(Excerpts from a location annotation dataset)
===

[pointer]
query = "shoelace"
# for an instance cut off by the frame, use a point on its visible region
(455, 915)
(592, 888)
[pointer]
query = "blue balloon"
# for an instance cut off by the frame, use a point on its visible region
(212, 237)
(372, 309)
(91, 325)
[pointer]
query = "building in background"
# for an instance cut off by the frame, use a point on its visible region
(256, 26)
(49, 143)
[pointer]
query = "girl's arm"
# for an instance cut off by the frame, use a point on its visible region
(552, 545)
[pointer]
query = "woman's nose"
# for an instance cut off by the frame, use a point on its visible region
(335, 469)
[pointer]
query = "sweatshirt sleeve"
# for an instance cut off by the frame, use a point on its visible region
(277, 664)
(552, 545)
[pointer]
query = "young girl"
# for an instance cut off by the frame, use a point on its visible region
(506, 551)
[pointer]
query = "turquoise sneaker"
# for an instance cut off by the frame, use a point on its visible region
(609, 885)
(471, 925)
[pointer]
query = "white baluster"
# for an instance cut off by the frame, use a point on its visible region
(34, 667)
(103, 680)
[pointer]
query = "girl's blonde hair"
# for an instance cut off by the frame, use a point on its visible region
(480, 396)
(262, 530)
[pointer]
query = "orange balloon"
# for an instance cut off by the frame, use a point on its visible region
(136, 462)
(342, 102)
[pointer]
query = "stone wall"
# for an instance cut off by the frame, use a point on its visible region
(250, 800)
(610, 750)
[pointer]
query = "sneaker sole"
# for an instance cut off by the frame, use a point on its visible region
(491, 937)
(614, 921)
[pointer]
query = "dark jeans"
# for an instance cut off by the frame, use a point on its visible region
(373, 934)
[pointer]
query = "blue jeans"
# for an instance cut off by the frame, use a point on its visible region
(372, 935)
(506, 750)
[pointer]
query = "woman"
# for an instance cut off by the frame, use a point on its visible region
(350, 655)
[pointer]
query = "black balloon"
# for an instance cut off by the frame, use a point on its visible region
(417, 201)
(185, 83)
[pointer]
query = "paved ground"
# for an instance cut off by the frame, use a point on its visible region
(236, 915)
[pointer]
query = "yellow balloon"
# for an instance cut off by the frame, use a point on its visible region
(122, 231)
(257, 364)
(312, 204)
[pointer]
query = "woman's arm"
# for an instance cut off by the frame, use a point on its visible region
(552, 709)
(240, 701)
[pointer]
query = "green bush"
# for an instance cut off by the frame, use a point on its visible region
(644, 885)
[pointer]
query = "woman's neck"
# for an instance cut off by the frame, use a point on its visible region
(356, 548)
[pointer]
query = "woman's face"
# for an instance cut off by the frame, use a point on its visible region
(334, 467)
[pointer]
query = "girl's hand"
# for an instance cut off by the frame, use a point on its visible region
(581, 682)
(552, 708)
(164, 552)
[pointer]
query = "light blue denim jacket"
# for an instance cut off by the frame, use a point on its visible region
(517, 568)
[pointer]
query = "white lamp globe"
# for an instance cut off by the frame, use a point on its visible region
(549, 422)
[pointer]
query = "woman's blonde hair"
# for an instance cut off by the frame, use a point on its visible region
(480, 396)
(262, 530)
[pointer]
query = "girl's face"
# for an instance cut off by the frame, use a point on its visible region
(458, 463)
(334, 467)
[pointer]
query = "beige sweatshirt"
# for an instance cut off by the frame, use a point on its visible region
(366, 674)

===

Task - Collect every line in the records above that contains the string "sweatshirt", treating uppercase and lowercase as different. Copy each such line in full.

The output -
query = "sweatshirt sleeve"
query = "beige sweatshirt"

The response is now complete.